Document excerpt →
--------------------

In [1]:
# Import libraries and custom functions
import numpy as np
import matplotlib.pyplot as plt
import cv2
import os
import itertools

import gtsam
import gtsam.utils.plot

import utils
In [2]:
# Define plot image size
plt.rcParams['figure.figsize'] = (20, 12)
In [3]:
# Load images and convert to gray images
image_dir = 'data/test_buddha_images/'

image_list = []
bgr_image_list = []

clahe = cv2.createCLAHE(clipLimit=2.0, tileGridSize=(8, 8))

for image_file_name in sorted(os.listdir(image_dir), reverse=True):
    image = cv2.imread(image_dir+image_file_name)
    bgr_image_list.append(image.astype(int))
    image = cv2.cvtColor(image, cv2.COLOR_BGR2GRAY)
    image = clahe.apply(image)
    image_list.append(image)
    
image_height, image_width = image_list[0].shape

# Assume camera intrinsic parameters
camera_matrix = np.array([[image_width, 0, image_width/2],
                          [0, image_width, image_height/2],
                          [0, 0, 1]])

--------------------

Instructions →
1. Rewrite the code cell in the Python notebook excerpt that begins "# Load images and convert to gray images" as a short bulleted list that keeps its main steps.
2. Write the next cell of the Python notebook excerpt, continuing after the camera matrix definition.

[Named-object pointing records]
--------------------

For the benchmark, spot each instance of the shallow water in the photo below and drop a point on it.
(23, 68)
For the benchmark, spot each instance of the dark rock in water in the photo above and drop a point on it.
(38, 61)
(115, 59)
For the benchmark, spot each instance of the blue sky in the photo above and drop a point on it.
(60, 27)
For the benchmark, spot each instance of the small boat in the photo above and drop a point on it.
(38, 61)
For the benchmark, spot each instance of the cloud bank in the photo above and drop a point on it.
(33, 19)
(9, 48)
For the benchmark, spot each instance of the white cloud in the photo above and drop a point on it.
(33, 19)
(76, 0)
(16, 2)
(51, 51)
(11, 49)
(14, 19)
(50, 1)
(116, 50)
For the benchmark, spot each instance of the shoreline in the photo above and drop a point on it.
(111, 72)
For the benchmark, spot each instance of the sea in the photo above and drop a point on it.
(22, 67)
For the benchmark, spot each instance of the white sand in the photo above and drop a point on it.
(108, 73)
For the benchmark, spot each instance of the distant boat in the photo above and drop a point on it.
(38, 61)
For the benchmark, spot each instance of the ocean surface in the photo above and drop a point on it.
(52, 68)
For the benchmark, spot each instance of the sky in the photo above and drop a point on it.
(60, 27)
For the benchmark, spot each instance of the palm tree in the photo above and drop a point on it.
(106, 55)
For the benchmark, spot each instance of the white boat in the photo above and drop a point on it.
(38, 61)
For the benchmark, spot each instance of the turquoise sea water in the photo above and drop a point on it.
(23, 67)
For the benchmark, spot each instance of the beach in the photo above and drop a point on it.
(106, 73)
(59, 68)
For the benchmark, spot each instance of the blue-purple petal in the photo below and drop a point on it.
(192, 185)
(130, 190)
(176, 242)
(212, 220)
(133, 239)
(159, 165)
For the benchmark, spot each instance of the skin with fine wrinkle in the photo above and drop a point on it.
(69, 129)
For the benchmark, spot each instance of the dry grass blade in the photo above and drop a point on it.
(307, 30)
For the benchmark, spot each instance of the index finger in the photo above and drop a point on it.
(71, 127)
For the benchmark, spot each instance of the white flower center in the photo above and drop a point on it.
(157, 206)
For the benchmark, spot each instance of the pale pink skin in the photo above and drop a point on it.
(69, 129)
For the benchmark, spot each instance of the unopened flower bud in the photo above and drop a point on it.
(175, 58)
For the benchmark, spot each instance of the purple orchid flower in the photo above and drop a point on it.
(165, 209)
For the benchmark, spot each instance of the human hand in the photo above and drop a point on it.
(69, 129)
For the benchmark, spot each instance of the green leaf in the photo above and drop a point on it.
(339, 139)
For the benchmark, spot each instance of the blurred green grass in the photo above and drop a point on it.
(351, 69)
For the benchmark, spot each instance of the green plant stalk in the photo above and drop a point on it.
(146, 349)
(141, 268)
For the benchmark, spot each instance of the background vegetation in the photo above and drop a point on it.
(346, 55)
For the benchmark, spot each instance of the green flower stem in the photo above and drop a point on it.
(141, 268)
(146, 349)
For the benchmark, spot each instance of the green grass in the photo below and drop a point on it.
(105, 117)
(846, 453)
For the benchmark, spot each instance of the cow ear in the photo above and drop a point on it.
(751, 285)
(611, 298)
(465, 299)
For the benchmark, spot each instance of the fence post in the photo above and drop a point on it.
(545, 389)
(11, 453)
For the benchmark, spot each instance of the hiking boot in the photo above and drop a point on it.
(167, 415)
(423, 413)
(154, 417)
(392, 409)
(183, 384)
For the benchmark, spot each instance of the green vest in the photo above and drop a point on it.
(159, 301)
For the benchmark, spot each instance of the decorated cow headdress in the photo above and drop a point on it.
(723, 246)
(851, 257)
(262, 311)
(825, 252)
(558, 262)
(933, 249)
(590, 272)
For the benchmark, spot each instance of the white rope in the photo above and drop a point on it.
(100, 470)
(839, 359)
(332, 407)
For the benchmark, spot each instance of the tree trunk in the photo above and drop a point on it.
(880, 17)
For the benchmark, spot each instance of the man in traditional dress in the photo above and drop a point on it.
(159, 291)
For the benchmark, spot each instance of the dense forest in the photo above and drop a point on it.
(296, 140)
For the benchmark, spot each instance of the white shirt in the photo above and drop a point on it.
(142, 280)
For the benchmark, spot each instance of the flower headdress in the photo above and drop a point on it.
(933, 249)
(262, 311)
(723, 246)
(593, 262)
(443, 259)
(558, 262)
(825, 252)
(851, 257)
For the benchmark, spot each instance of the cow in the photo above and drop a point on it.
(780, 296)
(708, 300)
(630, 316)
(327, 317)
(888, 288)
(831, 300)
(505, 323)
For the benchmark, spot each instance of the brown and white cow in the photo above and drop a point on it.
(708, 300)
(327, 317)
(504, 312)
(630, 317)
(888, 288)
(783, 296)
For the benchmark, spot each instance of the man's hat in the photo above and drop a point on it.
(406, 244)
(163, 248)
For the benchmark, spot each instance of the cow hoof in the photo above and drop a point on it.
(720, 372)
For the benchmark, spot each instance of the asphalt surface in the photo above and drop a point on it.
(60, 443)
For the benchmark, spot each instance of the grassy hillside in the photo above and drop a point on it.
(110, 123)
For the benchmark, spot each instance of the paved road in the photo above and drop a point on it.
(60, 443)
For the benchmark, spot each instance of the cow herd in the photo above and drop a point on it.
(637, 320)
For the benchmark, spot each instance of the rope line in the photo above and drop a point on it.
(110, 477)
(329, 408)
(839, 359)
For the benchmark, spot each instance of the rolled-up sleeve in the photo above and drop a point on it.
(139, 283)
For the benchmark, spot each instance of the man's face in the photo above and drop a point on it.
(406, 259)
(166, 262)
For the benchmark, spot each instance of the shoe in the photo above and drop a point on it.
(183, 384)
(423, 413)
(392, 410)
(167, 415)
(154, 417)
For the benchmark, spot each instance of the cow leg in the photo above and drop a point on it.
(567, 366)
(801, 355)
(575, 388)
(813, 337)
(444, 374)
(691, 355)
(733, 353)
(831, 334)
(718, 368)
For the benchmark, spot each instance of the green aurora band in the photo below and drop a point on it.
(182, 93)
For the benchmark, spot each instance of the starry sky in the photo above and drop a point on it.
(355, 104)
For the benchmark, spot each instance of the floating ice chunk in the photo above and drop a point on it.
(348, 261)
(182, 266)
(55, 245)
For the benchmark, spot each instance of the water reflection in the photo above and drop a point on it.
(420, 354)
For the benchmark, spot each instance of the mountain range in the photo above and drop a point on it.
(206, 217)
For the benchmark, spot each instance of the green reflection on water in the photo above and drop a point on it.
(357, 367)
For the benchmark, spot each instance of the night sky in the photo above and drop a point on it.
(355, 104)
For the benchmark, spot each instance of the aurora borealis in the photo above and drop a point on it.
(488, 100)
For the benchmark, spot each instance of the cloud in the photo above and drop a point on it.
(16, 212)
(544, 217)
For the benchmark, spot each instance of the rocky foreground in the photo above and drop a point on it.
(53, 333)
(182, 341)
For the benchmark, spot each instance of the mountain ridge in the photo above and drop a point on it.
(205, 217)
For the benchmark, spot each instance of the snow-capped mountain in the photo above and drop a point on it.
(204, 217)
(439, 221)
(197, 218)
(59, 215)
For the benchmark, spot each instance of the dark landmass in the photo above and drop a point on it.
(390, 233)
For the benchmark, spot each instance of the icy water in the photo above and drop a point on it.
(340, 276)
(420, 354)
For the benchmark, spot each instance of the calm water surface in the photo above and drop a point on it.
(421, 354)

--------------------

Answers per task →
1.
- Reads each file in data/test_buddha_images/ with cv2.imread, going through the file names in reverse sorted order.
- Saves each original BGR image, cast to int, in bgr_image_list.
- Converts each image to grayscale and applies CLAHE (clip limit 2.0, 8×8 tile grid), then saves the result in image_list.
- Takes the image height and width from the first grayscale image.
- Assumes a camera intrinsic matrix that uses the image width as the focal length and places the principal point at the image center.

2.
In [4]:
# Evenly distribute the features across the image
def get_non_max_suppression_mask(keypoints):
    binary_image = np.zeros((image_height, image_width))
    response_list = np.array([keypoint.response for keypoint in keypoints])
    mask = np.flip(np.argsort(response_list))
    point_list = np.rint([keypoint.pt for keypoint in keypoints])[
        mask].astype(int)
    non_max_suppression_mask = []
    for point, index in zip(point_list, mask):
        if binary_image[point[1], point[0]] == 0:
            non_max_suppression_mask.append(index)
            cv2.circle(binary_image, (point[0], point[1]), 3, 255, -1)

    return non_max_suppression_mask
In [5]:
# Detect keypoints and create descriptors of each images
sift = cv2.SIFT_create(nOctaveLayers=6)

keypoints_list = []
descriptors_list = []
object_index_list = []

for image in image_list:
    keypoints, descriptors = sift.detectAndCompute(image, None)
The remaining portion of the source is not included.